Only the lines containing the string "mouth" are needed; copy all of them from the listing.
********************
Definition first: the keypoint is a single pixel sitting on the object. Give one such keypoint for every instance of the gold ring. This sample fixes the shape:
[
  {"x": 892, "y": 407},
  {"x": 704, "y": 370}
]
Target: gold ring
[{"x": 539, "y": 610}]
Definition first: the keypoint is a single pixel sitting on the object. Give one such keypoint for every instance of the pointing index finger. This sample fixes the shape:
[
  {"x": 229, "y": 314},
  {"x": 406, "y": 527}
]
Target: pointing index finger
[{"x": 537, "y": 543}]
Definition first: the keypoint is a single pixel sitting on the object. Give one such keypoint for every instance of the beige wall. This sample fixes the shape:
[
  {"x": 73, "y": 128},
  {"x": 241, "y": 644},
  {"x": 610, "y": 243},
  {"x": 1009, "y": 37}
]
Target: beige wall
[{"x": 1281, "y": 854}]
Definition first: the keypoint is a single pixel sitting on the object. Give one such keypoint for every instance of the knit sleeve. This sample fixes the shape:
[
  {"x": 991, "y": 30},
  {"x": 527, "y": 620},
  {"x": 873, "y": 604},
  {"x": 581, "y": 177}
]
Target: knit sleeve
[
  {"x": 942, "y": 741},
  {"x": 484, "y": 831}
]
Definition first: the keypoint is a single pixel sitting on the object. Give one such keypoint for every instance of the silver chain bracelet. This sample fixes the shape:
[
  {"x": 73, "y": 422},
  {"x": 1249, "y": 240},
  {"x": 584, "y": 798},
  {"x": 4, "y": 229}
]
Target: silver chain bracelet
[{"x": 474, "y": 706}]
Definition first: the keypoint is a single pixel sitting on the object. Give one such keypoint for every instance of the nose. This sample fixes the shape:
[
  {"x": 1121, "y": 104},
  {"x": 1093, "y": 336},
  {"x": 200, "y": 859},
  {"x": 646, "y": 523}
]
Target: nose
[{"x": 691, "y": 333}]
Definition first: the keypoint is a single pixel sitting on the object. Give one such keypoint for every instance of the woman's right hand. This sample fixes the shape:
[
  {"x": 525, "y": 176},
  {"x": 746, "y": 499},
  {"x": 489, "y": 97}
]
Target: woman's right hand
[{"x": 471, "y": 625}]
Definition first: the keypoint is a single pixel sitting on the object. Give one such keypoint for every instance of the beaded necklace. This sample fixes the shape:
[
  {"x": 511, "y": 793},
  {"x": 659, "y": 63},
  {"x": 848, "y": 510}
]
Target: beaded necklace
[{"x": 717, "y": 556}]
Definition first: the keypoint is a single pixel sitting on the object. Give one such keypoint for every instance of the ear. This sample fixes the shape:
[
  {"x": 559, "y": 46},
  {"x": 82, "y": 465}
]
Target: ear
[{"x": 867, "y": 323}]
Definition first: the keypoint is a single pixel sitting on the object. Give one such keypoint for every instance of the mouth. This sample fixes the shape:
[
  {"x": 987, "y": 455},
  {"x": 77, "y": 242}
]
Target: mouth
********************
EXPECTED OUTPUT:
Definition first: the keypoint is a single pixel sitting on the object. Give one such keypoint for every instance of the mouth. This sample fixes the shape:
Target: mouth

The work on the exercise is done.